======== Page ========

The first category I’m going to sort these rearrangements into is the category for tracks that are just really solid arrangements of the songs that more people know. One of the best examples of this is the track ‘Protect the Espers’, which takes one of the most energetic battle themes from Final Fantasy VI and plays it more or less straight. It still maintains the basic feel of the track and the energy that it contributes, even though the arrangement itself doesn’t contain a whole lot that is new. ‘Let the Battles Begin!’ from Final Fantasy VII relies a lot on synth and electronic beats, but the original version of the song was very synth-heavy as well so in my opinion this version definitely keeps the energy and spirit of the original and has grown on me since my first listen. Other rearrangements in this category are ‘Maybe I’m a Lion’, from Final Fantasy VIII, ‘The Darkness of Eternity’, from Final Fantasy IX, ‘Battle Theme’, from Final Fantasy X, and ‘Stand Your Ground.’ from Final Fantasy XV. These songs all carry the same Black Mages-style heavy metal theme to them, and in these cases they work really, really well. The same can be said for the Final Fantasy XIV tracks ‘Torn from the Heavens’ and ‘Nemesis’. These are two of the most well-known battle themes from the game, and the hard rock rearrangement really suits those songs without taking away from their spirit. All of the tracks from Final Fantasy XII are also very solid rock arrangements that take the original songs, which were already among the best songs from the series, and add a new twist to them to make them feel new all over again. Probably the greatest example of a solid arrangement that keeps the spirit and intention of the original is ‘Dancing Mad’ from Final Fantasy VI. This arrangement takes the final movement in that well-known and well-loved final battle theme and crafts it into something that would belong perfectly on Metallica’s definitive 1980’s heavy metal album Master of Puppets. Given that this era of music was a definite inspiration on Uematsu himself throughout his career, this is a fitting arrangement that pays tribute to everything that went into making the Final Fantasy VI soundtrack stand the test of time.

========

> **Given request A**
According to the review of Final Fantasy rearrangements, on which Metallica album would the "Dancing Mad" arrangement fit perfectly?
> **Given request B**
Extend the review of Final Fantasy rearrangements, starting right after its final sentence.

======== Listed records ========

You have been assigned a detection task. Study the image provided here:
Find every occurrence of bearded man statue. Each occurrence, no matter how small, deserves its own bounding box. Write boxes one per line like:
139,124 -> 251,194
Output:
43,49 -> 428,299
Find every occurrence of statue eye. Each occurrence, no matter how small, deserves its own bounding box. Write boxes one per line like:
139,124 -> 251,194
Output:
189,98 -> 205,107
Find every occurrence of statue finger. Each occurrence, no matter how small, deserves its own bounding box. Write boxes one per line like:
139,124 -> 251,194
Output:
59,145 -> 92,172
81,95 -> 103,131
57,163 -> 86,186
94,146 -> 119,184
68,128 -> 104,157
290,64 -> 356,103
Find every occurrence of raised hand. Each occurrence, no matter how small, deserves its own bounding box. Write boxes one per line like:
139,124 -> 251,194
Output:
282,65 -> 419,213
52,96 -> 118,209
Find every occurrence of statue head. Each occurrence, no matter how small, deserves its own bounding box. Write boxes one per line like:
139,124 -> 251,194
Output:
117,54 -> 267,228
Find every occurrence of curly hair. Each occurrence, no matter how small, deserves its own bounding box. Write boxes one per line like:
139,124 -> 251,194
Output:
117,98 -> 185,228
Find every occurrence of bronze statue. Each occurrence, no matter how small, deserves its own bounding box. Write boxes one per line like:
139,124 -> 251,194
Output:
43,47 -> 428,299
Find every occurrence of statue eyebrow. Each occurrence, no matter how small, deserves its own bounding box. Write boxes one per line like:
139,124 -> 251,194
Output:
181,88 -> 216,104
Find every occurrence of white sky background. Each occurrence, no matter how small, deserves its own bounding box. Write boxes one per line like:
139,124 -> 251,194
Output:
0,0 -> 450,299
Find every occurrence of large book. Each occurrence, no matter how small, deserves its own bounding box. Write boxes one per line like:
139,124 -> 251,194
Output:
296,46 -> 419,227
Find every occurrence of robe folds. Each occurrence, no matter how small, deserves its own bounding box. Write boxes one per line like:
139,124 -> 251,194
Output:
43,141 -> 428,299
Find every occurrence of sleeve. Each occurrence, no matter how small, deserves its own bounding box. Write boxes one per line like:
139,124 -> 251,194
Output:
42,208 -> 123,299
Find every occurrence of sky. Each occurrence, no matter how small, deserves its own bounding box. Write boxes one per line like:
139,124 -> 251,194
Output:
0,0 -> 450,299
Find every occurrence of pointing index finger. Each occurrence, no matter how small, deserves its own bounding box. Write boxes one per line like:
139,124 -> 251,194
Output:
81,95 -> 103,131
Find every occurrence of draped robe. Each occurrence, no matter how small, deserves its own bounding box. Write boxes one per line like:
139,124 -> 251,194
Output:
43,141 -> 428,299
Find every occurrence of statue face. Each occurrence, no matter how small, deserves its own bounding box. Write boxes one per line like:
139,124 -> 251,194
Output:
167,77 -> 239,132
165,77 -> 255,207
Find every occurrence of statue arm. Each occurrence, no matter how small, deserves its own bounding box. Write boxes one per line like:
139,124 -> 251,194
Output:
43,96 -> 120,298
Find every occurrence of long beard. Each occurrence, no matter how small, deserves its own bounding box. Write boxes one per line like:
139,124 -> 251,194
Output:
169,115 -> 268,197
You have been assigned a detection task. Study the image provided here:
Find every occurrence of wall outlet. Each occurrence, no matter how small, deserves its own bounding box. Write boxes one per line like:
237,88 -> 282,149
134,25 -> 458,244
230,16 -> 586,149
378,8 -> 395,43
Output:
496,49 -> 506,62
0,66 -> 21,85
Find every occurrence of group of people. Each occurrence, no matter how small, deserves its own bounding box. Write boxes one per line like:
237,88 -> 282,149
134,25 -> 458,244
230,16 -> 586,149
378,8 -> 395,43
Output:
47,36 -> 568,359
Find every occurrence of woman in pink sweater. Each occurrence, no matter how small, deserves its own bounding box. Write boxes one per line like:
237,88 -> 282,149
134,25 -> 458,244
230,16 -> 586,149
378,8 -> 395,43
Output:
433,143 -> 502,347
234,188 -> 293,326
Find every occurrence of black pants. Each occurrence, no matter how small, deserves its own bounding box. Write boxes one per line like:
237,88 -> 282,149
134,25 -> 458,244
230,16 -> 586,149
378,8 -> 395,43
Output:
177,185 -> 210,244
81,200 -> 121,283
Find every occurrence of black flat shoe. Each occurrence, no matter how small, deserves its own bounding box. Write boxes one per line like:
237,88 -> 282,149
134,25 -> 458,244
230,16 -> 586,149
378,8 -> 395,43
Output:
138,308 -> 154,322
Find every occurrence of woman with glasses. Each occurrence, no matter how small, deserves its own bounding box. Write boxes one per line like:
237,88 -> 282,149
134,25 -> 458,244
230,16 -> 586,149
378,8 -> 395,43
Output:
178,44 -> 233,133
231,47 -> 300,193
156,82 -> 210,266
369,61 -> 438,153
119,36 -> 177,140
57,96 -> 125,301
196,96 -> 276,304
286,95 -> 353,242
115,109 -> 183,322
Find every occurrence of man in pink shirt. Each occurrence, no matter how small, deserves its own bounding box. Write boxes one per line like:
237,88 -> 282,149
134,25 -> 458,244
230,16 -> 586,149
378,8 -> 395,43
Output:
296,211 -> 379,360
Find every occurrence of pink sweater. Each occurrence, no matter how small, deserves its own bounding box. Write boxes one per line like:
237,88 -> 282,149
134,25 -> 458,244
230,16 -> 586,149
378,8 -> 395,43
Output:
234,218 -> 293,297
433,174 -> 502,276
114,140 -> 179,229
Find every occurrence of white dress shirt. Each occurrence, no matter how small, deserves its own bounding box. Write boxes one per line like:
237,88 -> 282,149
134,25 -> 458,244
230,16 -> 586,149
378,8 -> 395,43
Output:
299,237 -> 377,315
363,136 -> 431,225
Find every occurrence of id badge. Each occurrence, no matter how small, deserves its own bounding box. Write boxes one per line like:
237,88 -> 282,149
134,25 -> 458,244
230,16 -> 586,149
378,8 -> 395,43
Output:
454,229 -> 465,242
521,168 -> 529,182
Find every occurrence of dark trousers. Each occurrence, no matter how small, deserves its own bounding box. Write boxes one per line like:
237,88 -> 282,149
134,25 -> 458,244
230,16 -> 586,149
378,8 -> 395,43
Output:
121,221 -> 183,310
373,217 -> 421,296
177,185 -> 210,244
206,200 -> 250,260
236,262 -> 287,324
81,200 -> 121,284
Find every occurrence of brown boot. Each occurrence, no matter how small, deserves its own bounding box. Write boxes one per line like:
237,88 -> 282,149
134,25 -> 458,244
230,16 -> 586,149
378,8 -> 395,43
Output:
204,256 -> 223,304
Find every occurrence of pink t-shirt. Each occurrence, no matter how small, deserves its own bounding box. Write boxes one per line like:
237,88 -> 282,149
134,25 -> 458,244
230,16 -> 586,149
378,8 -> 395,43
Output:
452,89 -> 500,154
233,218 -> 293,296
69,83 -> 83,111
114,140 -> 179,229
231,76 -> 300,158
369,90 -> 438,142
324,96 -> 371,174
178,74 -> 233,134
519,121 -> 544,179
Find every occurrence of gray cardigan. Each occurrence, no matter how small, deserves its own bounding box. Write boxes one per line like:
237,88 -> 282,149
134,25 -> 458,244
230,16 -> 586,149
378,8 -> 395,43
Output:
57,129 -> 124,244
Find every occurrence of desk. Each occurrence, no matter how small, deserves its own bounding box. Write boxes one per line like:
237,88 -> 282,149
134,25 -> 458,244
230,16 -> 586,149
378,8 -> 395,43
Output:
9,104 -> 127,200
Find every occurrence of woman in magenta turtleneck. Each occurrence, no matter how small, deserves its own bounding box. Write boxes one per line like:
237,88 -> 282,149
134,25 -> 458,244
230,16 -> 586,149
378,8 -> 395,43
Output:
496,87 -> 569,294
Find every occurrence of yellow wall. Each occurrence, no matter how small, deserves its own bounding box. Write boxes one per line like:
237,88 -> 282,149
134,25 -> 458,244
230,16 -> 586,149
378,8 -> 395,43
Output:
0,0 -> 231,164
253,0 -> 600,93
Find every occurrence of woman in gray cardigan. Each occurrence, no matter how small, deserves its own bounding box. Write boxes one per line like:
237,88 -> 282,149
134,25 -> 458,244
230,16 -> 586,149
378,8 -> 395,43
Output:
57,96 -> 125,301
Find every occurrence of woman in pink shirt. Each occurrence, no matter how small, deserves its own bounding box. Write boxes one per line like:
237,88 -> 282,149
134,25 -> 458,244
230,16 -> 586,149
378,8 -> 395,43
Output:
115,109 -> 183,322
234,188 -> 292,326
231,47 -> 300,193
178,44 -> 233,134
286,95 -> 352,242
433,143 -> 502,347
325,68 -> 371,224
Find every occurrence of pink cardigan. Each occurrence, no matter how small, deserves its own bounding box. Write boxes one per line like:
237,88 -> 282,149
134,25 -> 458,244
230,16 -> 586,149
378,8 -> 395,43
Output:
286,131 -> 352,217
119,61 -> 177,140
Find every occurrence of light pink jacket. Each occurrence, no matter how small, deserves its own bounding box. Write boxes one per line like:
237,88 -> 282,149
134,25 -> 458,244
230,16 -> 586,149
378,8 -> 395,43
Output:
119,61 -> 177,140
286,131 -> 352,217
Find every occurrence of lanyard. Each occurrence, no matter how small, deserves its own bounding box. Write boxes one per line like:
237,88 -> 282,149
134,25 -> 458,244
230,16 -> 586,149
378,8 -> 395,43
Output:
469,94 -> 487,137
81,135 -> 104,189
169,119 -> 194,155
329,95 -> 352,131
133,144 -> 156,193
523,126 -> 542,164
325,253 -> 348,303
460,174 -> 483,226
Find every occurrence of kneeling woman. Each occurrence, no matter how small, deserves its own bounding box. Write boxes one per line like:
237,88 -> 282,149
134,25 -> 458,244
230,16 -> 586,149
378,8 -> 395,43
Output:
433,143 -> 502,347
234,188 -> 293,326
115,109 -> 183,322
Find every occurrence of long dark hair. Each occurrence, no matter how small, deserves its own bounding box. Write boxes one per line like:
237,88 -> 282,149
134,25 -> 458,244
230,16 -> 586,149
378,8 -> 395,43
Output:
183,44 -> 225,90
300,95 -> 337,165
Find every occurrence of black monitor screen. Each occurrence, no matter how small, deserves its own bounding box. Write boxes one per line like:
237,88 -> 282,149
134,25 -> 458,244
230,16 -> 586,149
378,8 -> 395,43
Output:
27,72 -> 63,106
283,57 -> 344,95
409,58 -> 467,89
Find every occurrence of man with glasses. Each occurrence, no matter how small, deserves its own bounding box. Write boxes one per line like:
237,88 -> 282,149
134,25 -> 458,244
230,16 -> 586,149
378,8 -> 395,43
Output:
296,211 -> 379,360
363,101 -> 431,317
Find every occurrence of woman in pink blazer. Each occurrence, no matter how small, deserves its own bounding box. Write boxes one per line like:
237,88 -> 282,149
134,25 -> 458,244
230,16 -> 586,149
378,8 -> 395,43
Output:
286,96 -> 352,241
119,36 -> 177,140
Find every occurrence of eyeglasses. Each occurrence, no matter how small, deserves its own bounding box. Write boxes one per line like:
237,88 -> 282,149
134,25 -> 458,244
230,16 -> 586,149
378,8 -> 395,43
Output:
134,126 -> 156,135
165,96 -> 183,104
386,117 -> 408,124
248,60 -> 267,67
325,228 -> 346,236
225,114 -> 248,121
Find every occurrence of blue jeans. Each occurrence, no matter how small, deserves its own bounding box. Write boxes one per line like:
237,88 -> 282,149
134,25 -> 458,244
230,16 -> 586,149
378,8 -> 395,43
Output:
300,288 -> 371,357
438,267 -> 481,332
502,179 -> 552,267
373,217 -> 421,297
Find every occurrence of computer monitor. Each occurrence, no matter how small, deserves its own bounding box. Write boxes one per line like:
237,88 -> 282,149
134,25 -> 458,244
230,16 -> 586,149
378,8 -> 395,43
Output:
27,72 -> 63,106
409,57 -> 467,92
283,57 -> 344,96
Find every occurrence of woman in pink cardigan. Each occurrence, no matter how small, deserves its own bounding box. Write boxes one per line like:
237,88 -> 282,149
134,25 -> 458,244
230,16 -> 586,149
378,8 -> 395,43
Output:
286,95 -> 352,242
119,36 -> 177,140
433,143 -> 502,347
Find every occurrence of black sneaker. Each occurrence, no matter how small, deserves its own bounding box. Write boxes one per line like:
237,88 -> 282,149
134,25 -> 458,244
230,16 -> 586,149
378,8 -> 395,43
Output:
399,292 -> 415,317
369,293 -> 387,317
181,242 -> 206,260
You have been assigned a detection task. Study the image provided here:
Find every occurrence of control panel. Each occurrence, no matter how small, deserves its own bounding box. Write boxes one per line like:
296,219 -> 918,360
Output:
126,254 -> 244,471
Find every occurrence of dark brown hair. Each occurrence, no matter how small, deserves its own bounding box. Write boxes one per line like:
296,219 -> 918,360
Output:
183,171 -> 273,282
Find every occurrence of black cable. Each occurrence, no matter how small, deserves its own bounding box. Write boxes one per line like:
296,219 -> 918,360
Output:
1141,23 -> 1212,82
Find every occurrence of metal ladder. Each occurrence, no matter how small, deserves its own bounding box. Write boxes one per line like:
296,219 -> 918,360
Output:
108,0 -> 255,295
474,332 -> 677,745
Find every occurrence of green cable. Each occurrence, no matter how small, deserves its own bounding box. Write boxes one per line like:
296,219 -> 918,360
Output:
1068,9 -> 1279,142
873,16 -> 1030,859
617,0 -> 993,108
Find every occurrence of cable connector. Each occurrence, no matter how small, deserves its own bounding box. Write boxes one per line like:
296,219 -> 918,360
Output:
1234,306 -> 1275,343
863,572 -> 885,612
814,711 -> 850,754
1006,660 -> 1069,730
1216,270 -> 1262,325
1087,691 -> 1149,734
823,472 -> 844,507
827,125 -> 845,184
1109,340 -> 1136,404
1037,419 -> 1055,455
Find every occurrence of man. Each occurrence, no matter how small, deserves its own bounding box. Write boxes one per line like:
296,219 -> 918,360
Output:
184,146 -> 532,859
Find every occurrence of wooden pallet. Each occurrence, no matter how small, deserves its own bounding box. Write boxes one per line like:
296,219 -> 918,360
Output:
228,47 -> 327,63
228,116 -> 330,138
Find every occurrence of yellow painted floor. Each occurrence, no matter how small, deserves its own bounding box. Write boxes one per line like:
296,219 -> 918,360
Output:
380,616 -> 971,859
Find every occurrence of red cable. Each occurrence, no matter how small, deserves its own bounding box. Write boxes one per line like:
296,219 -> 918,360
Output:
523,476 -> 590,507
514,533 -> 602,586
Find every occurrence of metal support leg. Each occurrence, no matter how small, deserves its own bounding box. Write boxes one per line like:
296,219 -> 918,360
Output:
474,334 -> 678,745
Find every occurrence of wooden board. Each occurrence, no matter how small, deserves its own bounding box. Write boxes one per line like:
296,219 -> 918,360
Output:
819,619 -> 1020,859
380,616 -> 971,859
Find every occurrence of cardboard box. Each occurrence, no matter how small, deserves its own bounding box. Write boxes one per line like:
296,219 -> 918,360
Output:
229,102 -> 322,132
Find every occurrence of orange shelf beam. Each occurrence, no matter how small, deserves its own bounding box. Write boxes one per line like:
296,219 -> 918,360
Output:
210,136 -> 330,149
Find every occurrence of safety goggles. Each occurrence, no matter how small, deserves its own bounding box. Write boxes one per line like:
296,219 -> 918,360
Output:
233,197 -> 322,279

========

> **Reply A**
Master of Puppets

> **Reply B**
The second category is a really interesting one which involves taking songs that didn’t really get a chance to shine in their original soundtrack and contexts but which clearly benefit from a rearrangement. In particular, I want to point out ‘Eden Under Siege’ from Final Fantasy XIII. The soundtrack to this game has always gotten a mixed reaction from fans, and quite unfairly in my opinion. This song was never a standout track from it, but Sekito has taken it and added a driving drum beat and electric guitars that makes it sound like something right out of Halo. The soundtrack from Final Fantasy Type-0 also wasn’t one that has typically gotten a great deal of attention or recognition among fans, and yet ‘War: The White Weapon’ and ‘War: Warrior Worth a Thousand’ both benefit from an energetic rock spin. From that same soundtrack, ‘Servant of the Crystal’ really stands out as an example where the addition of new vocals really adds to an already good song from an underappreciated soundtrack. Finally, ‘The Rebel Army’ from Final Fantasy II gets the same energetic heavy metal treatment as ‘Dancing Mad’ did, and in this case it elevates a song that has probably gone unheard for all but the most devoted fans into something that really fits Dissidia’s theme of fast-paced combat.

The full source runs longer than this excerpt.